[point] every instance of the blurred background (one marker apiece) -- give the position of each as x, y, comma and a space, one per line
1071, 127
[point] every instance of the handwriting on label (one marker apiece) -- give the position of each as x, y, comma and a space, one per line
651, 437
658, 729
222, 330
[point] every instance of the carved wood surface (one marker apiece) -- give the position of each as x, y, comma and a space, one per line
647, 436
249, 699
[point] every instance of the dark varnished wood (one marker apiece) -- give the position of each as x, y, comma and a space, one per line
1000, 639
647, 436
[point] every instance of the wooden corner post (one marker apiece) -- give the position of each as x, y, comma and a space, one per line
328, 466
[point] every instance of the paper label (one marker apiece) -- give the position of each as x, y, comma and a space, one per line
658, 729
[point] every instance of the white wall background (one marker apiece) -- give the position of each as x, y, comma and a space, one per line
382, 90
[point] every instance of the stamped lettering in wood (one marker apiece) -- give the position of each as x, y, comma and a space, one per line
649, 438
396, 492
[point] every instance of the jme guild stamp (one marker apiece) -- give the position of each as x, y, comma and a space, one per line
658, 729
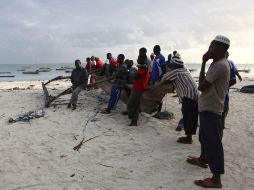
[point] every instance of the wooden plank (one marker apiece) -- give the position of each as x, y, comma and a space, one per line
150, 99
7, 76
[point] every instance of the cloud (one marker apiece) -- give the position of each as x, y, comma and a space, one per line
62, 30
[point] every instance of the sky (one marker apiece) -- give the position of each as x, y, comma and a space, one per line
60, 31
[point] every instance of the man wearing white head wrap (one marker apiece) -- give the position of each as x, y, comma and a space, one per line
213, 87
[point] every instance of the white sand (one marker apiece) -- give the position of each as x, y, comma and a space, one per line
40, 155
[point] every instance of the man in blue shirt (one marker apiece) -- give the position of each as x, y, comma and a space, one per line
159, 65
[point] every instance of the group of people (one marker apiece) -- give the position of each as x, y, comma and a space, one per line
207, 100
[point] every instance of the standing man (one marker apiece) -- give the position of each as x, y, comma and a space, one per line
79, 77
159, 65
213, 87
187, 90
140, 83
233, 74
120, 82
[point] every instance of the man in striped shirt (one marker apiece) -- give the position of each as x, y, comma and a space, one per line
187, 91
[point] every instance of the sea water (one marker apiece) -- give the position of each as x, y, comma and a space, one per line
19, 76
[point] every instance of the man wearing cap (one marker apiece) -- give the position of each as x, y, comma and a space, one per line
187, 90
79, 78
213, 87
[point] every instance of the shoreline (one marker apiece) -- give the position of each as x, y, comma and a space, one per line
40, 155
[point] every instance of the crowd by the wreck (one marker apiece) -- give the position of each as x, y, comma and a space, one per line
207, 100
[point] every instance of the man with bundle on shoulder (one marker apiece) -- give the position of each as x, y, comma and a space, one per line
79, 78
214, 87
187, 90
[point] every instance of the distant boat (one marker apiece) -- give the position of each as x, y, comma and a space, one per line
192, 70
5, 72
31, 72
44, 69
244, 70
24, 68
7, 76
68, 71
63, 68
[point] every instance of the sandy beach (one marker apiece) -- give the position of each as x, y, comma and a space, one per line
39, 154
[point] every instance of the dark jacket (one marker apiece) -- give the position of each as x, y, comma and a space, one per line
121, 76
79, 76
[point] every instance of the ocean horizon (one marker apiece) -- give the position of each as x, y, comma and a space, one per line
12, 70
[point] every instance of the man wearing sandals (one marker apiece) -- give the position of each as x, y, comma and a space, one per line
213, 87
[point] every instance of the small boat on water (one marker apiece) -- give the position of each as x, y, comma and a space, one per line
63, 68
6, 76
46, 69
68, 71
192, 70
31, 72
23, 68
4, 72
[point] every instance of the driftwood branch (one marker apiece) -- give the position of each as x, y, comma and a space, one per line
83, 142
49, 99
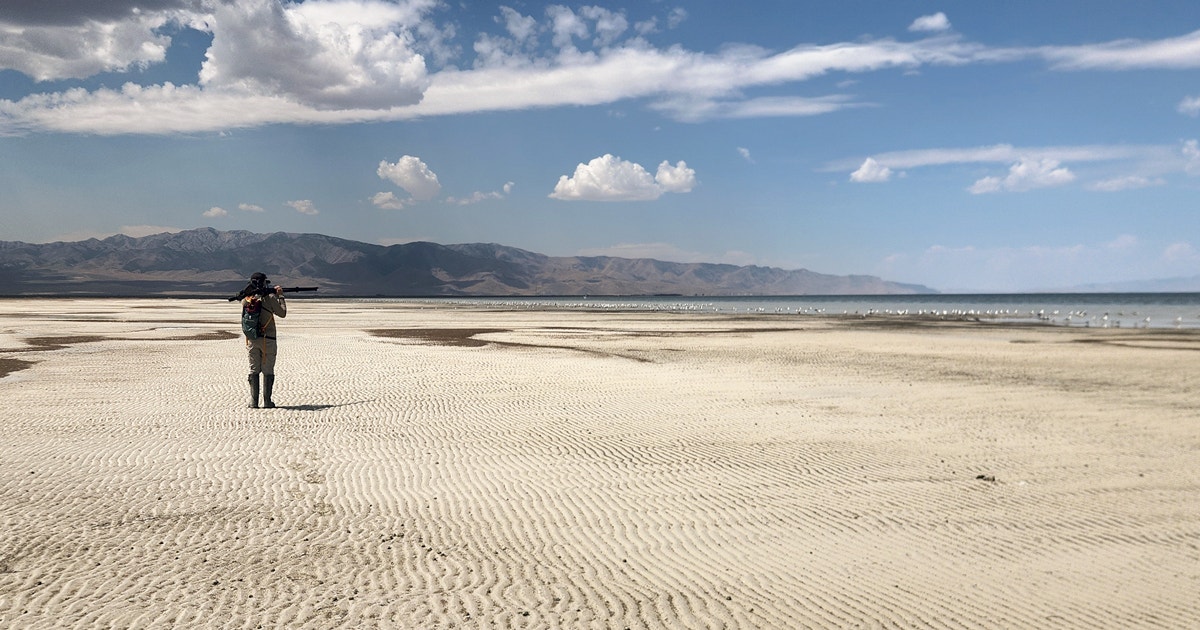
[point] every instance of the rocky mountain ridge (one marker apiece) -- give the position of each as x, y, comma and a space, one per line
207, 261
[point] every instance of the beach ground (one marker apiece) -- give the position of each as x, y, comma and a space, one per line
480, 468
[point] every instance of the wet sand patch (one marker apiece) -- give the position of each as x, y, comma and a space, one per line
9, 366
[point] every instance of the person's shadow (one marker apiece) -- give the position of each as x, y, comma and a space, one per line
315, 407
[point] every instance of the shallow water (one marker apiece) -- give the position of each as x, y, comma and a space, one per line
1098, 310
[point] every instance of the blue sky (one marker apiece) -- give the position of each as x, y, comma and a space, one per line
993, 147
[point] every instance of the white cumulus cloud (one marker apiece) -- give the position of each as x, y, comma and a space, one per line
1189, 106
305, 207
413, 175
388, 201
611, 179
1192, 155
323, 53
935, 23
871, 172
1025, 175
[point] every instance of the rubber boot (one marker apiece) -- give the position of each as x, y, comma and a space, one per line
253, 390
268, 383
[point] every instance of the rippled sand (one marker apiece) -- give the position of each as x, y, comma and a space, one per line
437, 468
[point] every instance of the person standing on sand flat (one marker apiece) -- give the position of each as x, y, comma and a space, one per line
259, 309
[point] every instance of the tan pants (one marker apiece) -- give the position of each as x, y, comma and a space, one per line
262, 355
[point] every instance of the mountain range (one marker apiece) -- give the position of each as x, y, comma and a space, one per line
205, 261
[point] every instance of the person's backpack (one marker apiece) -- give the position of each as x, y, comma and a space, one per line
251, 318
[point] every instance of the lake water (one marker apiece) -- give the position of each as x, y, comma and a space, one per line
1102, 310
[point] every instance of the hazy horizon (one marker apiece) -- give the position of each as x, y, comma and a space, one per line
1012, 148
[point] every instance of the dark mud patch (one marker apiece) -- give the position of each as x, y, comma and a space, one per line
9, 366
465, 337
1167, 340
462, 337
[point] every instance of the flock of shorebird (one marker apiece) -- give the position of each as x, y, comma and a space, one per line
1068, 318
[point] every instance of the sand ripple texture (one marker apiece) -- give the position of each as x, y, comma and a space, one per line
461, 468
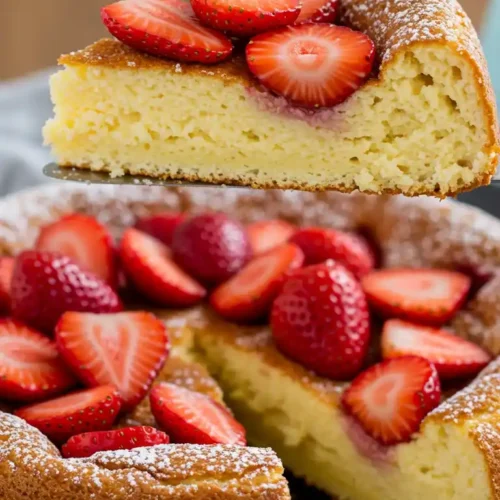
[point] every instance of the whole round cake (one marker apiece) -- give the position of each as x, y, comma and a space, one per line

TASK DESCRIPTION -
Emit the lines of the data above from the one containing "[point] every instance of the person standing" through its final line, both endpoints included. Pictures do not belong in the output.

REPLY TO THE TASK -
[point] every instance of the person standing on sand flat (one marker apiece) -- give the position of each as x, y, comma and a space, one per line
259, 309
[point] every instance of the tan pants (one marker apiece) -- give the position of each as x, y, comma and a space, one per line
262, 355
[point] every instance of the mountain range (one marker apiece) -- give the position of each as x, y, comma and a space, one per line
205, 261
[point] every instance of the person's backpack (one marker apiece) -- give the position of each as x, y, comma and a space, one per line
251, 318
[point] every instance of the lake water (one marker apiece) -- give the position of each as x, y, comma and a space, one per line
1102, 310
[point] every instance of the hazy horizon (one marker apiece) -- give the position of each as x, y, comma and a space, one per line
1012, 148
[point] every instance of the dark mud patch (one marker apiece) -- give the position of each as x, y, comma and a space, one per line
9, 366
465, 337
1167, 340
462, 337
[point] every instance of the flock of shorebird (one marker apiece) -- give the position of each as x, y, comma and a space, one per line
1068, 318
[point] every instance of the sand ripple texture (one marker apiece) -- give the position of each as x, y, comma and a space, one per line
461, 468
[point] every instance of the whole round cake (one marker apiece) -- give the position of each as x, y, comma and a space, one per line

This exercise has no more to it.